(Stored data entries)

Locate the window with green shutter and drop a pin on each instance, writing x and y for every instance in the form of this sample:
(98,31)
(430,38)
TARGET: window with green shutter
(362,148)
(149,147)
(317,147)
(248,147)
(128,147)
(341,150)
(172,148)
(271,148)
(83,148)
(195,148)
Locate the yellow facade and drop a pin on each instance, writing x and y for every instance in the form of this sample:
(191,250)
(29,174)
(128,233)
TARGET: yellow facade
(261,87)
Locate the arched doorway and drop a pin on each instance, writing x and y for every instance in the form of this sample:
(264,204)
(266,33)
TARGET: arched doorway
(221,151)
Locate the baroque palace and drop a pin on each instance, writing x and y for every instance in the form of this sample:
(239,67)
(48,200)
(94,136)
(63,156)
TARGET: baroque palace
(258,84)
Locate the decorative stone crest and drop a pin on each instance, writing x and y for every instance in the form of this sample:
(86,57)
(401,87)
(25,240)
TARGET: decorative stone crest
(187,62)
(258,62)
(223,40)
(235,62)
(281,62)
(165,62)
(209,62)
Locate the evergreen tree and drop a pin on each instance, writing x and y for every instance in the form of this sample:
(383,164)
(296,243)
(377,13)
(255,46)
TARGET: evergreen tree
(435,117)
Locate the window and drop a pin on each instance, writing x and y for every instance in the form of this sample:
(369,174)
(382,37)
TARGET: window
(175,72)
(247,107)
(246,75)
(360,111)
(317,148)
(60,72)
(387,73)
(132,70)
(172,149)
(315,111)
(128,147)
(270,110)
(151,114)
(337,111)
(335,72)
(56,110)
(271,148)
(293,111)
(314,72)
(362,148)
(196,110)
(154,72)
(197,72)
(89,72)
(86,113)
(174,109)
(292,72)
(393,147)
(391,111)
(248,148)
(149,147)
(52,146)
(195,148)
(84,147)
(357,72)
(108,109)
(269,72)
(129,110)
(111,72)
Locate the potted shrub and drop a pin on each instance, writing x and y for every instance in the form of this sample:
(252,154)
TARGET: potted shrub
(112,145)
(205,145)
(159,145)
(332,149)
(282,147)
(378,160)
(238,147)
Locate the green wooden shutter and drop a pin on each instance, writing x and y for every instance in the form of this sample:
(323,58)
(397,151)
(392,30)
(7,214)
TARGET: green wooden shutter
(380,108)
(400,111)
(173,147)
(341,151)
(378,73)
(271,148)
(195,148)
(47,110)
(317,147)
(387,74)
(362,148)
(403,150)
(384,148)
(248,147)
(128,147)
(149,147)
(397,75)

WHAT YOU NEED TO DO - In the records above, find each line holding "this" and copy it.

WRITTEN ANSWER -
Locate the window with green shutter and drop a pin on each instance, writing x and y for every instance in the form of this sample:
Locate the yellow facade and drop a pin on each instance, writing x and y for every instance in the form of this sample:
Locate the arched doorway and drop a pin on each instance, writing x and y for every instance in the form of this sample:
Locate the baroque palace and drop a pin on each instance, writing x and y for every instance in the form of this sample:
Locate the decorative stone crest and drop a pin on each instance, writing x and y for every instance in the form of this sample:
Locate the evergreen tree and drop a pin on each instance, writing x and y for every instance in the form of this sample:
Locate the window and drop a pin on each instance, writing x and y for every instance in the form of this sample:
Locate the potted shrub and drop a pin on each instance, writing x and y for every instance in the form of this sample:
Locate the green wooden shutter and drop a pin on each instance, writing x and y for every instance in the form of this sample:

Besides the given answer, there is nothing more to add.